WHAT TO DO :: Return only the lines starting at the line that contains "one marker per instance, written like [63,243]" and ending with the final line of the listing; include both endpoints.

(Collection entries)
⁂

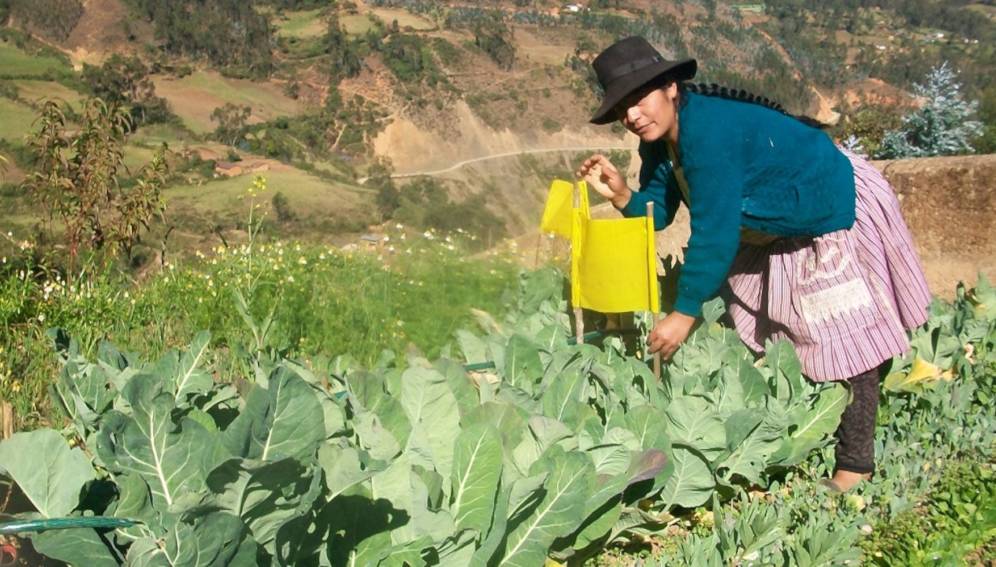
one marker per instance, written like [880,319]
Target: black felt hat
[628,65]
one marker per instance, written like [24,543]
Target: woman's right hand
[613,185]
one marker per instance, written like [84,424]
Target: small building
[228,169]
[235,169]
[749,8]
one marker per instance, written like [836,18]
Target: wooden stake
[578,314]
[652,273]
[6,420]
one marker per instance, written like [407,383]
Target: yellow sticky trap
[615,266]
[559,204]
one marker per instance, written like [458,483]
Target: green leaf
[781,359]
[558,513]
[563,399]
[213,540]
[812,425]
[360,529]
[693,421]
[285,420]
[613,455]
[544,432]
[432,411]
[507,419]
[374,437]
[523,366]
[81,546]
[264,495]
[645,422]
[171,459]
[48,472]
[343,468]
[477,468]
[134,503]
[692,482]
[189,378]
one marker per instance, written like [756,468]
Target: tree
[125,81]
[494,37]
[943,126]
[77,178]
[231,119]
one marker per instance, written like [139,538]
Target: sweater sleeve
[714,172]
[657,186]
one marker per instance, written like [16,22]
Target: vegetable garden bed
[561,450]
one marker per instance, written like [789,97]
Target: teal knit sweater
[746,166]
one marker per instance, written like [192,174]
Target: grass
[17,63]
[16,120]
[302,25]
[35,91]
[308,195]
[194,97]
[156,134]
[137,156]
[405,19]
[324,302]
[356,24]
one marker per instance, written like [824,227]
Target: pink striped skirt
[845,299]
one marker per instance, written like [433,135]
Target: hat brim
[621,88]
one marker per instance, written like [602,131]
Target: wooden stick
[578,314]
[652,273]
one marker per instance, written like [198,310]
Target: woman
[804,240]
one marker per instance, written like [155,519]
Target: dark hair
[712,89]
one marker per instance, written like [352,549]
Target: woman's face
[650,112]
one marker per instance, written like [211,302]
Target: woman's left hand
[669,333]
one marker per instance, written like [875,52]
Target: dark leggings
[856,435]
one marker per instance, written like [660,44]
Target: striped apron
[844,299]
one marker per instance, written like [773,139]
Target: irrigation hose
[99,522]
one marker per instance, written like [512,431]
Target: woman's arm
[657,186]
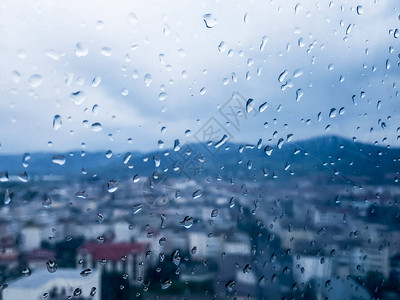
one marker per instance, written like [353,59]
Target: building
[57,285]
[124,258]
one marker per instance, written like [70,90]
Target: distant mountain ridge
[326,156]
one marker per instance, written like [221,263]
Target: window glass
[199,149]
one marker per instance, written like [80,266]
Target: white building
[63,282]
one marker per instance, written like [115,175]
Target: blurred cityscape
[175,237]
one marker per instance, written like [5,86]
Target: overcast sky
[161,66]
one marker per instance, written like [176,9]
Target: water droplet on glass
[162,96]
[86,272]
[35,80]
[96,127]
[57,122]
[51,266]
[332,113]
[209,20]
[77,292]
[166,284]
[132,18]
[249,105]
[127,157]
[81,50]
[221,141]
[148,79]
[112,186]
[197,194]
[229,286]
[187,222]
[46,202]
[25,159]
[106,51]
[96,81]
[137,208]
[59,159]
[8,196]
[26,272]
[214,213]
[282,76]
[78,97]
[177,145]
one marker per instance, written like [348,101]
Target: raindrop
[162,96]
[263,107]
[51,266]
[57,122]
[8,195]
[127,157]
[187,222]
[229,286]
[25,159]
[137,208]
[81,50]
[106,51]
[78,97]
[96,81]
[112,185]
[176,257]
[166,284]
[46,202]
[177,145]
[86,272]
[280,143]
[147,80]
[77,292]
[209,20]
[332,113]
[282,76]
[59,159]
[221,141]
[26,272]
[132,18]
[249,105]
[35,80]
[96,127]
[197,194]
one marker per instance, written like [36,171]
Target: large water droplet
[8,196]
[209,20]
[86,272]
[51,266]
[187,222]
[166,284]
[132,18]
[106,51]
[59,159]
[81,50]
[147,80]
[57,122]
[78,97]
[35,80]
[249,105]
[112,186]
[197,194]
[221,141]
[96,127]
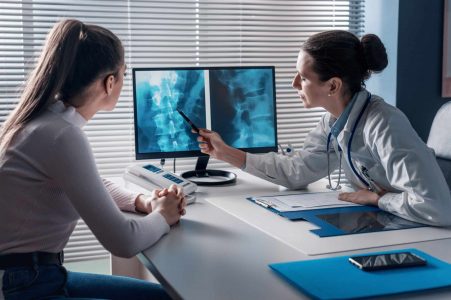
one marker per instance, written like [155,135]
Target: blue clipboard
[345,220]
[337,278]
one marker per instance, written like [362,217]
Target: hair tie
[83,33]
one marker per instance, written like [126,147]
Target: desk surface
[212,254]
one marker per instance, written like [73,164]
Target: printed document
[303,201]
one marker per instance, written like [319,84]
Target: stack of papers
[302,201]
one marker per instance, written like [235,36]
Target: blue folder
[337,278]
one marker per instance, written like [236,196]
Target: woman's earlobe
[109,83]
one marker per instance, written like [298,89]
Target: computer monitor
[237,102]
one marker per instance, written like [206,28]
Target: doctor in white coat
[381,155]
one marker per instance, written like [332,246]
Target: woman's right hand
[170,203]
[211,143]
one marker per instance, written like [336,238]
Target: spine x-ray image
[242,102]
[158,94]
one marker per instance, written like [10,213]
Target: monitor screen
[237,102]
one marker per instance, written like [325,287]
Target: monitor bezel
[197,153]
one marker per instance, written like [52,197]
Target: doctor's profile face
[312,91]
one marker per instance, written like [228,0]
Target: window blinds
[175,33]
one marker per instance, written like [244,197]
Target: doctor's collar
[340,123]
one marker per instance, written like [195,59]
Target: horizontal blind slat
[167,33]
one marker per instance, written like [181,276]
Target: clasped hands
[169,202]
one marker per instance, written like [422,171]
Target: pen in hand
[194,127]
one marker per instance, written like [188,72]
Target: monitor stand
[203,176]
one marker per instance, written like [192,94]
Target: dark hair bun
[374,53]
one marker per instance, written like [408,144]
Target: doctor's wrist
[233,156]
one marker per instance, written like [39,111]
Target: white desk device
[151,177]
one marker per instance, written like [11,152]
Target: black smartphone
[194,127]
[387,261]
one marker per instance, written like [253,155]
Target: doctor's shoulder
[383,117]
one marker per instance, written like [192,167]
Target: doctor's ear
[109,84]
[335,86]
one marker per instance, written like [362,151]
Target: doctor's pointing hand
[360,135]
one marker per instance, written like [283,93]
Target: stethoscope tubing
[356,123]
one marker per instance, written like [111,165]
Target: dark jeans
[54,282]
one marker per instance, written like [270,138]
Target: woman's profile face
[312,91]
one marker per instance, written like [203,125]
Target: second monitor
[237,102]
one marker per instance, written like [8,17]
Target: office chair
[440,139]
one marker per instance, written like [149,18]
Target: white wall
[381,18]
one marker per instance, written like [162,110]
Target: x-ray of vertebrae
[158,95]
[242,100]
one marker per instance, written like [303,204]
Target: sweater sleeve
[124,199]
[71,163]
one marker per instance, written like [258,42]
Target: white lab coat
[385,143]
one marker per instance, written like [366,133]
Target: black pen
[194,127]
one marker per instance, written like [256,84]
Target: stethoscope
[338,186]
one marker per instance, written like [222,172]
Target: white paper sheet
[304,201]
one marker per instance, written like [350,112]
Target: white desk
[212,254]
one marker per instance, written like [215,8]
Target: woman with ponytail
[383,158]
[49,179]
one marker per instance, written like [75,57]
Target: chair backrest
[440,139]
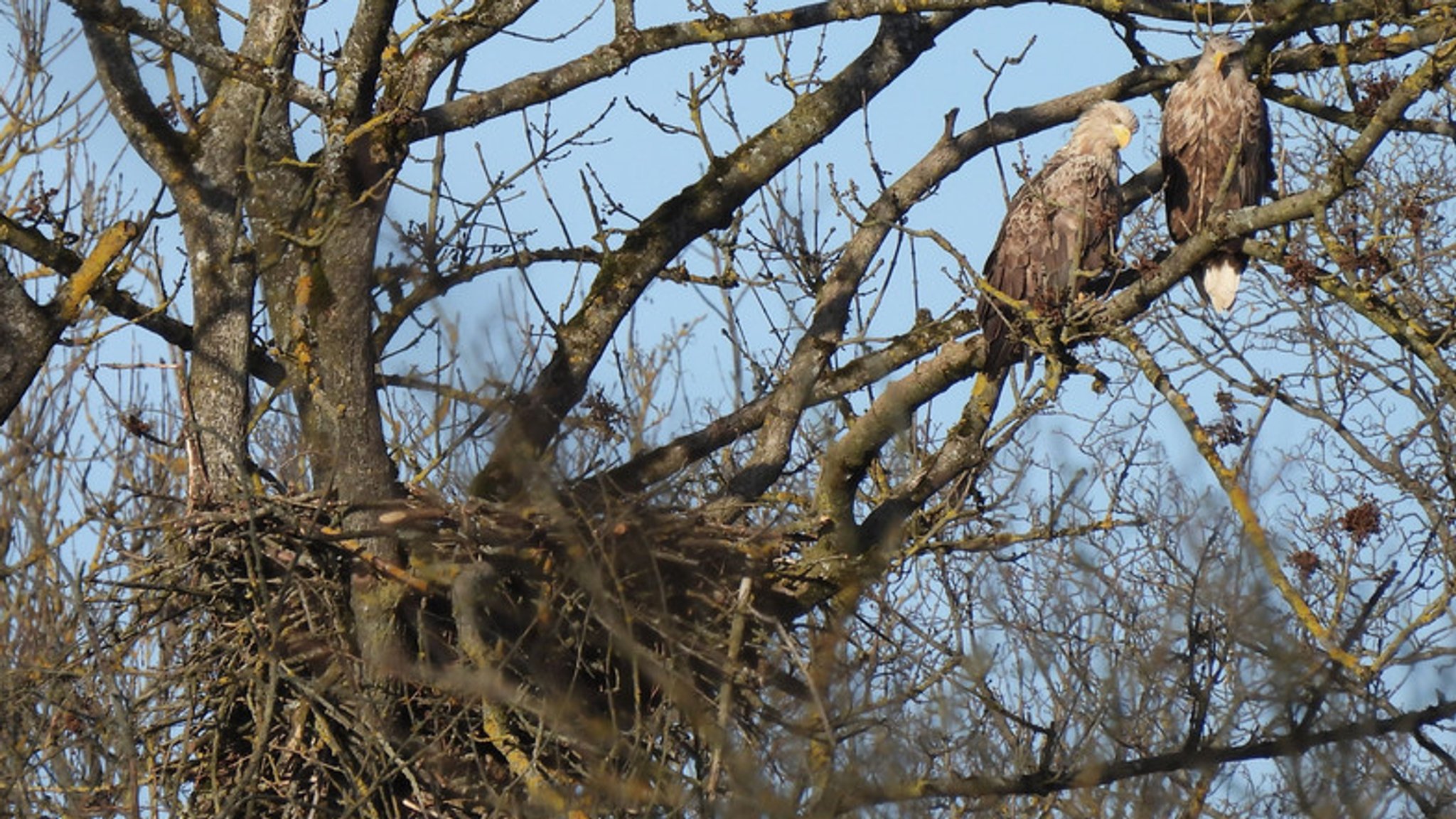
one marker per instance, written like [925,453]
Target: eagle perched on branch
[1059,229]
[1216,156]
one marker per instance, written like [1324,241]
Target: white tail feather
[1219,283]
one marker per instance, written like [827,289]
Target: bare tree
[421,436]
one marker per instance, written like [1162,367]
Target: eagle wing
[1064,220]
[1207,123]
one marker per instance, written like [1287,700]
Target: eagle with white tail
[1216,158]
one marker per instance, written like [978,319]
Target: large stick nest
[458,660]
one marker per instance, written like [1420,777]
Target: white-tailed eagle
[1059,229]
[1216,156]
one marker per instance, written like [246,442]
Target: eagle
[1216,156]
[1059,229]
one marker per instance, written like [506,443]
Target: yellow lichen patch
[111,244]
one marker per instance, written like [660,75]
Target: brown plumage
[1216,156]
[1059,228]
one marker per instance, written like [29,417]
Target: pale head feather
[1104,126]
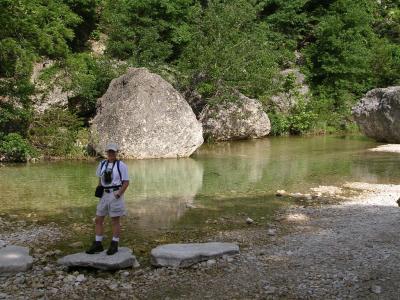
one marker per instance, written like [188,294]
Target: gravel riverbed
[311,251]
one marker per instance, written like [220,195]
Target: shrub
[14,147]
[54,132]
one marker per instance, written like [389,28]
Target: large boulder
[120,260]
[147,117]
[378,114]
[14,259]
[238,120]
[184,255]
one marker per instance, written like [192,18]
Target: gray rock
[184,255]
[249,221]
[378,114]
[146,117]
[120,260]
[376,289]
[14,259]
[242,119]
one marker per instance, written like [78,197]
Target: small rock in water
[281,193]
[211,262]
[270,289]
[78,244]
[296,195]
[249,221]
[376,289]
[113,287]
[125,274]
[308,197]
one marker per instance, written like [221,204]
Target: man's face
[111,155]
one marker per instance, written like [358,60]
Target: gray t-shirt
[116,180]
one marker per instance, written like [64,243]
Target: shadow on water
[226,182]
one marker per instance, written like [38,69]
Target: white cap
[112,146]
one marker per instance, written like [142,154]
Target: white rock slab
[120,260]
[14,259]
[184,255]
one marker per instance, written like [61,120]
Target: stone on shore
[14,259]
[146,117]
[184,255]
[378,114]
[120,260]
[239,120]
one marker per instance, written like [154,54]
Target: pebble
[125,274]
[376,289]
[211,262]
[78,244]
[281,193]
[249,221]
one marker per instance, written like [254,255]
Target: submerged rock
[378,114]
[14,259]
[146,117]
[184,255]
[120,260]
[243,119]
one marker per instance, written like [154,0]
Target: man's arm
[122,190]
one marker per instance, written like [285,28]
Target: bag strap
[102,165]
[119,171]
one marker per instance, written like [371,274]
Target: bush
[279,124]
[14,147]
[54,132]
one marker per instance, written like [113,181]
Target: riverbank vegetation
[212,48]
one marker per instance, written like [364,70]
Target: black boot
[113,248]
[95,248]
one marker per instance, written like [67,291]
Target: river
[226,183]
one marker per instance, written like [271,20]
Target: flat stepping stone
[120,260]
[184,255]
[14,259]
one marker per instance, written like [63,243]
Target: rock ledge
[14,259]
[120,260]
[184,255]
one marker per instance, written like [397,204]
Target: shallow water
[230,180]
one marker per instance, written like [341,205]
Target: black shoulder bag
[100,189]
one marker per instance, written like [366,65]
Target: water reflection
[161,190]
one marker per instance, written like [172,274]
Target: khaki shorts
[110,205]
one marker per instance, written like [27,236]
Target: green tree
[148,31]
[229,51]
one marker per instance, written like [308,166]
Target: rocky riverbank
[348,249]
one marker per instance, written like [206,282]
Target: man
[113,176]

⁂

EXERCISE RESULT ::
one marker per instance, written like [63,243]
Target: rock ledge
[14,259]
[120,260]
[184,255]
one marker per instance, written like [397,204]
Target: shallow water
[230,180]
one marker per instance, written like [341,205]
Target: black shoulder bag
[100,189]
one marker per instance, written like [366,65]
Target: water reflection
[161,190]
one marker per instance, written like [172,274]
Target: khaki shorts
[110,205]
one marker per instance, written like [27,236]
Target: green tree
[148,31]
[229,51]
one marker per instance, written like [308,166]
Target: rocky riverbank
[348,249]
one marker per instance, written like [206,282]
Target: man
[113,176]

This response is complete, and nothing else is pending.